:: Quoted passage ::
════════════════════

The Council agreed to table this until they’re next meeting which is Aug. 2.
Perdue finished up by saying, “I wasn’t looking for a vote tonight, I just wanted to make sure you guys wanted to back this project.”
The council didn’t have any other business to discuss Monday. Councilman Mark Koger to the opportunity to discuss the practice of having council meetings on Tuesdays after a Holiday weekend. The council recently held a Tuesday meeting with Independence Day falling on a Sunday and being observed on that following Monday.
Koger made the motion to forgo meetings directly after holidays if there is nothing that is pressing.
The motion was passed 7-0.
New Castle Mayor Greg York also brought it to the council’s attention Monday that someone had trashed the F.U.N. Park at Baker Park over the weekend.
The incident happened in the middle of the night. York said the vandalism included throwing some benches over the fence.
Mike Broyles was in attendance for the City Council meeting. Broyles thanked the parks department employees for their response to the incident.
“They did a great job of getting it cleaned up and getting things back together. It’s a real shame that this had to happen,” Broyles said.
New Castle’s ongoing combined sewer overflow (CSO) project is on track to be done sometime next spring.
Public Works Director Dave Barker estimates the project is about 15 percent complete this week.
Crews from Brackney Construction started doing the sewer work on Cherrywood Avenue in May and moved their way to I Avenue.
This is the third phase of the four-part CSO mitigation project. The CSO project is required by the state to make sure that a heavy rain in New Castle doesn’t cause sewer waste to dump into Big Blue River.
As soon as New Castle schools let out for the summer, Barker had the company move to Riley Road and the area around Parker Elementary school.
His goal was to have the heavy work in those areas done before school buses hit the roads again in August.
“They will be close, but I think they’ll be done there,” Barker said about the Riley Road sections. “They’re going to be right there at the 11th hour.”
Construction progress also depends a lot on the weather staying nice.
Barker said the Riley Road work is winding down. Plans still call for a forced main to be installed between Kovacs Drive and Jester.
There are a few houses in that area that are county property and still have septic systems. Barker said an added benefit to this CSO work is that those people will have the option to hook onto the city sewer system if their septics fail sometime in the future.
After finishing Riley Road installation, the Brackney crews will head back to I Avenue. Baker said they will bore under the train tracks there and head to 17th Street, stopping just shy of the 18th Street intersection.
The CSO Phase 3 plans call for work up 16th Street and east along F Avenue and G Avenue.
Eventually, the sewer lines under S. 14th Street will be repaired down to Q Avenue and Trojan Lane down to Memorial Drive.
As Brackney completes each section of buried sewer line, they fill the trenches in with concrete so New Castle drivers can get back on the roads.
Sections of road that have pipes running under them in short areas, such as Riley Road, will eventually get patched with asphalt.
The sewer lines under the rest of the streets run parallel to the roads and required long trenches to be cut. Brackney will completely mill these areas down and repave the whole affected street when the CSO project is done.
It will be several more months until any of those sections are repaved, though.
Barker explained that there are additional costs every time asphalt paving equipment is brought into town. In order to keep those costs down, the contractor will wait until they have a large number of roads ready for installation before having the asphalt company come out.
Brackney had taken some steps to make driving a little more comfortable through the current work sites. For example, they milled the road transitions on Cherrywood.
Barker said the company has been very responsive to concerns he had for when the project first started.
“I’m pleasantly surprised. I’m really happy,” he said.
Barker said the work is close to 15 percent complete and should be complete by Spring 2022.
“Best I can tell, it’s on track,” he said.

════════════════════

:: Task statement ::
Answer these questions from the news text on New Castle's council and sewer work.
1. By what vote did the council pass Koger's motion?
2. Which company's crews are doing the sewer work?
3. Into which river does the CSO project aim to keep sewer waste from dumping?

:: Source information ::
════════════════════

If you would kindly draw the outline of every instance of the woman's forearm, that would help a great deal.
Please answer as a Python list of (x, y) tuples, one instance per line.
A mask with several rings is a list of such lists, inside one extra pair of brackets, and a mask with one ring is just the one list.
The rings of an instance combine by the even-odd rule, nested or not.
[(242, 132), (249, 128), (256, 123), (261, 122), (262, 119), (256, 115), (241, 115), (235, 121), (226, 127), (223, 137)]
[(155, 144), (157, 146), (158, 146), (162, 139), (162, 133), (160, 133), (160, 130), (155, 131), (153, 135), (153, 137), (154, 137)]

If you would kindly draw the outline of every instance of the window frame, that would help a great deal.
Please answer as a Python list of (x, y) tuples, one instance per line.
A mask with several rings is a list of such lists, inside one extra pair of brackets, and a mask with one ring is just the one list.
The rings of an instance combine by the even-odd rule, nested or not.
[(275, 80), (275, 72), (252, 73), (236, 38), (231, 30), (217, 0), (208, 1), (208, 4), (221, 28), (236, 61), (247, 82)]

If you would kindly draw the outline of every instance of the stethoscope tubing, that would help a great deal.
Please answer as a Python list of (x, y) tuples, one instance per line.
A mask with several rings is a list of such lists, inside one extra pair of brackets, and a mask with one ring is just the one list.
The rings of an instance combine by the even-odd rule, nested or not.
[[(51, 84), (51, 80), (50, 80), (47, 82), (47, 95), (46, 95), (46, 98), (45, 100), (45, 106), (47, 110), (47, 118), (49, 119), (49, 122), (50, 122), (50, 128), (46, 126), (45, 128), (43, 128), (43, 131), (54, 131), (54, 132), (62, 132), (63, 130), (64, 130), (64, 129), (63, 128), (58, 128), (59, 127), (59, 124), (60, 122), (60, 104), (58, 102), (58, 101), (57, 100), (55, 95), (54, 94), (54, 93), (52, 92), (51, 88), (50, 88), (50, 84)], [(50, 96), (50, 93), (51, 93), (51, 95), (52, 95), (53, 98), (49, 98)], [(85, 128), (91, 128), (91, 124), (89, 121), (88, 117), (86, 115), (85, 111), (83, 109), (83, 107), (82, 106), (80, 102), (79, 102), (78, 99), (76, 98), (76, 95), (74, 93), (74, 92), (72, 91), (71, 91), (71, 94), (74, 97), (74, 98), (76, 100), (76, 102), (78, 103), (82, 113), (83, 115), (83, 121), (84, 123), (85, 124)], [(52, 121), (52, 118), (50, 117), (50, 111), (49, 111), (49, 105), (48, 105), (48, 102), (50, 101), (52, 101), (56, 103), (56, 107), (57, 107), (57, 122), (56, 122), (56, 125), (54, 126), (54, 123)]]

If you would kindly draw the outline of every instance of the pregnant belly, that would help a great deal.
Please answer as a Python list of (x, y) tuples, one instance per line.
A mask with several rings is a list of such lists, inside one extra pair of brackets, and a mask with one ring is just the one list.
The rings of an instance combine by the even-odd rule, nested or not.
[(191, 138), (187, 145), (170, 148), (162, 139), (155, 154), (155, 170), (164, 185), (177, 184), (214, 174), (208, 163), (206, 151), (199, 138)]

════════════════════

:: Exercise output ::
1. 7-0
2. Brackney Construction
3. Big Blue River